== Given data ==

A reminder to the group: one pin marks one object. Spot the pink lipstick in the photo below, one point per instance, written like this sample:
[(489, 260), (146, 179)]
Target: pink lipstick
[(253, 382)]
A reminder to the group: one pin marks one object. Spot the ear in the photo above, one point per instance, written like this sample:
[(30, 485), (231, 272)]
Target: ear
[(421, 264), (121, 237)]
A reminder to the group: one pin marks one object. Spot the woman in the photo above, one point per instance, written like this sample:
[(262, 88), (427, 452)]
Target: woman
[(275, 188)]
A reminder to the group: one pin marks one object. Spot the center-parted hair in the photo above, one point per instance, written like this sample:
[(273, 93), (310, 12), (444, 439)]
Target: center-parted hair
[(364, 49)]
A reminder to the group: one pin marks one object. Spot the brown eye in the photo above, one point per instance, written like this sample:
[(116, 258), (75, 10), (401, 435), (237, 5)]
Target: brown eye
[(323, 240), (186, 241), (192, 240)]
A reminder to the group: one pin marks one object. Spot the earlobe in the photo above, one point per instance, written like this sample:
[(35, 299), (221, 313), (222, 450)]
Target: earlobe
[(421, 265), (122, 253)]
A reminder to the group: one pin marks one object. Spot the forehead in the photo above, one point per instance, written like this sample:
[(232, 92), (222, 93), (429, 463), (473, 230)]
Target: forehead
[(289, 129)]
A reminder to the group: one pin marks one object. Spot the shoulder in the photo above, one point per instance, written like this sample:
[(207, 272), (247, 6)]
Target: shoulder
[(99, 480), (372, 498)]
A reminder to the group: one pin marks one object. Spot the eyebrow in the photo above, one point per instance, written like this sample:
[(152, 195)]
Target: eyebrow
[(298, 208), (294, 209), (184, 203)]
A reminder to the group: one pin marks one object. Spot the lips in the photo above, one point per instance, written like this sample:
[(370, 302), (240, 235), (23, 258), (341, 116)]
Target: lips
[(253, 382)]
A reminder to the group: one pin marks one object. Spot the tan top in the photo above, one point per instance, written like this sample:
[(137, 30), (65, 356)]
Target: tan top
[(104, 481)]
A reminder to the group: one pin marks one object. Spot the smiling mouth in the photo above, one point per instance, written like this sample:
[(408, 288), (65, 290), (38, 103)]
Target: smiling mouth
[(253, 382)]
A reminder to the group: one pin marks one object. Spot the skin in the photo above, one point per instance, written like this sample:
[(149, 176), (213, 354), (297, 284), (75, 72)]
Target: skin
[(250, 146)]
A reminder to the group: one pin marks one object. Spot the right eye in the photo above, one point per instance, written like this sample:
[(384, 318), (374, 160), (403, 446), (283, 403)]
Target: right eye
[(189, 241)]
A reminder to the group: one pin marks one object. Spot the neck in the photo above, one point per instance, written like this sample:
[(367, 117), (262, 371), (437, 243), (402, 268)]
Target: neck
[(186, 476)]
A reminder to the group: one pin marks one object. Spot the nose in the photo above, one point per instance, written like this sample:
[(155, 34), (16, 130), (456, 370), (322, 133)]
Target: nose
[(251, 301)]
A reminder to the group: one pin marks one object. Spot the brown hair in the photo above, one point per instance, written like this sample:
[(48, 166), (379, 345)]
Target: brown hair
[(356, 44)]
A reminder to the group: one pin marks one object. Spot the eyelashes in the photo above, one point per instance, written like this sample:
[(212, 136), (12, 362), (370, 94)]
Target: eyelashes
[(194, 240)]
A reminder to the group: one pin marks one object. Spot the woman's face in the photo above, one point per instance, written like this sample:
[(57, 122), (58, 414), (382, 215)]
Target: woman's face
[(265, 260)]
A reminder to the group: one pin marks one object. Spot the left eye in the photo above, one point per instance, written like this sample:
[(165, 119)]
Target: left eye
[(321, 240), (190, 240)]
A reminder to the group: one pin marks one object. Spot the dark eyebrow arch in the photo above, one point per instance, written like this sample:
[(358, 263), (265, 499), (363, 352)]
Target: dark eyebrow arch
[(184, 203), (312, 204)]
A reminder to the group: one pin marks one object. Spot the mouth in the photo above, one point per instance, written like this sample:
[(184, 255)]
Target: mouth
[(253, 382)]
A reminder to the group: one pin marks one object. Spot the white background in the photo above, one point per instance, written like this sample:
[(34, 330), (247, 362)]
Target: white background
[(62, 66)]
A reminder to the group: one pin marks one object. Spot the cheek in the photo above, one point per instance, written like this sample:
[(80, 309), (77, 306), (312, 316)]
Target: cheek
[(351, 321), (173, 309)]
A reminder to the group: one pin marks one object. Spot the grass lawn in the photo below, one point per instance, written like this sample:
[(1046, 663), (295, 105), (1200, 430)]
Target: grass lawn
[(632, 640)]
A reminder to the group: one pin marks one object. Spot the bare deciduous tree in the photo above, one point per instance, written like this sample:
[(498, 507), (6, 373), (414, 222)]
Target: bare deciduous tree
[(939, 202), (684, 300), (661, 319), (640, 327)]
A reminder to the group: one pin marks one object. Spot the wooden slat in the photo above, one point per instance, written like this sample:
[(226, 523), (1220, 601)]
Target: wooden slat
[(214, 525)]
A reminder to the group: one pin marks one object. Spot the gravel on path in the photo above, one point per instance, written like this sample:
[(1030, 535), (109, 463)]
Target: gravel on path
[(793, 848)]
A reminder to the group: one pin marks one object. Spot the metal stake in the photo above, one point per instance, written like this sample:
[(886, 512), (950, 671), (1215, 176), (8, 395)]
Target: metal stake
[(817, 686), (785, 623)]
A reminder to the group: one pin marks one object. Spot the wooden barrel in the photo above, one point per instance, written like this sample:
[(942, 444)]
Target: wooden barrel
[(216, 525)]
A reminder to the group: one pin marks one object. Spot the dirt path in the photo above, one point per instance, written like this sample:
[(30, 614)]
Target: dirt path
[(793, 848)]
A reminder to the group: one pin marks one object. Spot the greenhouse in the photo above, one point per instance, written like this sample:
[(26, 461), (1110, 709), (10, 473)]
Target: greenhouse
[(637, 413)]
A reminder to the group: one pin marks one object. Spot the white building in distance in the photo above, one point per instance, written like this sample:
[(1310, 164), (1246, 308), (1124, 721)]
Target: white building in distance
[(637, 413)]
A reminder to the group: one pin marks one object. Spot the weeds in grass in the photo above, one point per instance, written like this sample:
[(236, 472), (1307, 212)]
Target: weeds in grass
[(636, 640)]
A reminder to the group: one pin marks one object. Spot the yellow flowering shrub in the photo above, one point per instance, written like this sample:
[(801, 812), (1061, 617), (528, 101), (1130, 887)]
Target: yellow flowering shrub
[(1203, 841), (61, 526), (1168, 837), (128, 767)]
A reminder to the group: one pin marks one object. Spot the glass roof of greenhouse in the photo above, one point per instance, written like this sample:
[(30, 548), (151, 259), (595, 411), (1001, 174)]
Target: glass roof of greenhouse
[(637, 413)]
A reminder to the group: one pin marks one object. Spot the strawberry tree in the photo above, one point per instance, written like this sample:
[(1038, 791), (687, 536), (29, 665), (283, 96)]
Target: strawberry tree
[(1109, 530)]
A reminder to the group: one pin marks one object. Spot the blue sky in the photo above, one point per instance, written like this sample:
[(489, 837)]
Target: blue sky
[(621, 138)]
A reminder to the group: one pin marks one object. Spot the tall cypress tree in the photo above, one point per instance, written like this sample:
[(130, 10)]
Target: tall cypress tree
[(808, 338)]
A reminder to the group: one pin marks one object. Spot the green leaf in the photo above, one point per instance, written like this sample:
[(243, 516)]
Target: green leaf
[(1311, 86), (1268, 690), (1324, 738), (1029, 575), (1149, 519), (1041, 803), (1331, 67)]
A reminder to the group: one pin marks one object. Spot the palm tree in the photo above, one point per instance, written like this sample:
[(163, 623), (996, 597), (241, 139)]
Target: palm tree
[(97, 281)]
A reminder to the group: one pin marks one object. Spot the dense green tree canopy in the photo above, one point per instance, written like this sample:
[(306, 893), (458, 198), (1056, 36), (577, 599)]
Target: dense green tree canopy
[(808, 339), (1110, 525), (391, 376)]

===

(Exercise) Please copy the data word for word, starting at the line that has "Spot the left" and stopping after the line that has "[(321, 240), (190, 240)]".

(Result below)
A reminder to the group: one pin marks one object. Spot the left eye in the photo above, one point per instance, written like this sample:
[(165, 119)]
Target: left eye
[(321, 240), (190, 240)]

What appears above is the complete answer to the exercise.